Could you count how many lines of the data include "logo" and answer with the number only?

Stored data:
== Segment start ==
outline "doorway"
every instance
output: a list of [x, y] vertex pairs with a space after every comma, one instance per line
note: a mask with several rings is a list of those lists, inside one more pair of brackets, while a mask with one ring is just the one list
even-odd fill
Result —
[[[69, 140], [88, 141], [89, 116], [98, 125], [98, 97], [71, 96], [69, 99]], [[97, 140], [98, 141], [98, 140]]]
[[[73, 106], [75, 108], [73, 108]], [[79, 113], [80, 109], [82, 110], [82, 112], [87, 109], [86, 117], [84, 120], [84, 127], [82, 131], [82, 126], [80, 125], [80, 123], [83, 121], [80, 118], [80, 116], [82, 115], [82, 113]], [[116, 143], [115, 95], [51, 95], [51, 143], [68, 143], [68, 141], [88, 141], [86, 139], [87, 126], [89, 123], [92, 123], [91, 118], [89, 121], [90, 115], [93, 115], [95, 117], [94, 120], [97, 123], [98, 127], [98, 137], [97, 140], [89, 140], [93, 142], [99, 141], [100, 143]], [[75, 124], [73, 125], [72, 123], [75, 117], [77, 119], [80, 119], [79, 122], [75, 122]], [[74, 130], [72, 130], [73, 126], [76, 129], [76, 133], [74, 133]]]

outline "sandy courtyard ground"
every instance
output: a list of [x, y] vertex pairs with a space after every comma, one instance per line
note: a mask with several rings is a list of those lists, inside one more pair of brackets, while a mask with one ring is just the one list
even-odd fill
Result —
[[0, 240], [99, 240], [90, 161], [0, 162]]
== Segment end ==
== Segment start ==
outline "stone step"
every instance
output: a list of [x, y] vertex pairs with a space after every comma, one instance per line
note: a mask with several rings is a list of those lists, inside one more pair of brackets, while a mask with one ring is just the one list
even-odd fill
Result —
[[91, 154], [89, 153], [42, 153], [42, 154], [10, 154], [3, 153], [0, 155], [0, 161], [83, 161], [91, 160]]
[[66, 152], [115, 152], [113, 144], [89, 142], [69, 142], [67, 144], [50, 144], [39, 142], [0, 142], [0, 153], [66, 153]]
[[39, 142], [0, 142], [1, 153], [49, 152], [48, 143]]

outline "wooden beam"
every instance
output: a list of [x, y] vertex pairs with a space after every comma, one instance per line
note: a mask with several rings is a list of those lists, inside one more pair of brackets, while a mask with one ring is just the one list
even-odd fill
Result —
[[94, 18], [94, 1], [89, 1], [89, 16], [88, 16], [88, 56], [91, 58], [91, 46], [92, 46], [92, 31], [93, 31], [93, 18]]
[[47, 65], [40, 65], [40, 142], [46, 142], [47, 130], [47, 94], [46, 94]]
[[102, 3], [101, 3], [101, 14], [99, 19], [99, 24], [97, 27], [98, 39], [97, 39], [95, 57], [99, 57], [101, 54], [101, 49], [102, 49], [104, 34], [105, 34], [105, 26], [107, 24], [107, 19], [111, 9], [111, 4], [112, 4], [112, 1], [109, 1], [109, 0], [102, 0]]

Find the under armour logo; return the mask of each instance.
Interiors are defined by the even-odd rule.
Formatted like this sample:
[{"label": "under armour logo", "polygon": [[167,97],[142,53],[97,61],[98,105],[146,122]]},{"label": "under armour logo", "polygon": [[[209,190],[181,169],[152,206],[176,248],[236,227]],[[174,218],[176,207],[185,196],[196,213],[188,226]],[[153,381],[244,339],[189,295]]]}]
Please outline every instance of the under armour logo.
== Segment end ==
== Segment start ==
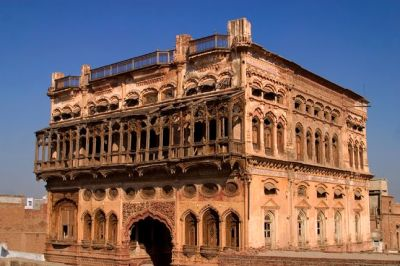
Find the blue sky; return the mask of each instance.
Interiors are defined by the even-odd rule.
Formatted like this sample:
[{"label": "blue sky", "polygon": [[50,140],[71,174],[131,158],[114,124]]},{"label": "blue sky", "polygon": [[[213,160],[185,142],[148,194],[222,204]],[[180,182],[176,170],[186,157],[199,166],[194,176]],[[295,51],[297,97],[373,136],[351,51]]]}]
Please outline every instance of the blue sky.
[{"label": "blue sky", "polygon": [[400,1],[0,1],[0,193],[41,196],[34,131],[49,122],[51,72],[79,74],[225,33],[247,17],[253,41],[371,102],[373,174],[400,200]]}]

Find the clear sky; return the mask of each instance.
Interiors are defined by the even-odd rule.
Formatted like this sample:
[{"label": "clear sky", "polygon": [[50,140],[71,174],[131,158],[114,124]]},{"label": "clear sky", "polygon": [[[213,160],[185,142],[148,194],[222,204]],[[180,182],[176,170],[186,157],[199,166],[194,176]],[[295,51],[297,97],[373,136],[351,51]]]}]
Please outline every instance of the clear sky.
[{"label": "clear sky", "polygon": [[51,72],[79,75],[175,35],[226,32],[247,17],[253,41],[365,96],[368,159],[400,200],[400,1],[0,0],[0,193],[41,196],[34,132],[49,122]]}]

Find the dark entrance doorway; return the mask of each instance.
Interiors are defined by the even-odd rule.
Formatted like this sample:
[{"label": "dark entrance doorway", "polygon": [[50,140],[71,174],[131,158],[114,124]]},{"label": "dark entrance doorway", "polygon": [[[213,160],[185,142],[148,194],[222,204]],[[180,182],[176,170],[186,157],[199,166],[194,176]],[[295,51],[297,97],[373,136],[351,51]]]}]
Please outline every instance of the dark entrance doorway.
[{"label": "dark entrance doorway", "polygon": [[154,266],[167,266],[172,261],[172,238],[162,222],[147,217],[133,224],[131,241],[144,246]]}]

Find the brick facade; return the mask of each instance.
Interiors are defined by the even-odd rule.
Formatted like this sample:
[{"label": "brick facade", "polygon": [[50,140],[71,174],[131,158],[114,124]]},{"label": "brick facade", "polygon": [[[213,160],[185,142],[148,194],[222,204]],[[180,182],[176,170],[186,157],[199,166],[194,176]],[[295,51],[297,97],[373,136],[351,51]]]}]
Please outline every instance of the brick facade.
== Segment end ==
Output for this exercise:
3